(Work instruction)
Take down each entry exactly as written.

### Record excerpts ###

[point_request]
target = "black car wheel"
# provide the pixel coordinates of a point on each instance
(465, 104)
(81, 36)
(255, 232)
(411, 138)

###

(Your response)
[point_request]
target = "black car wheel"
# provide the pixel coordinates of a point on each instance
(465, 104)
(81, 36)
(255, 232)
(411, 138)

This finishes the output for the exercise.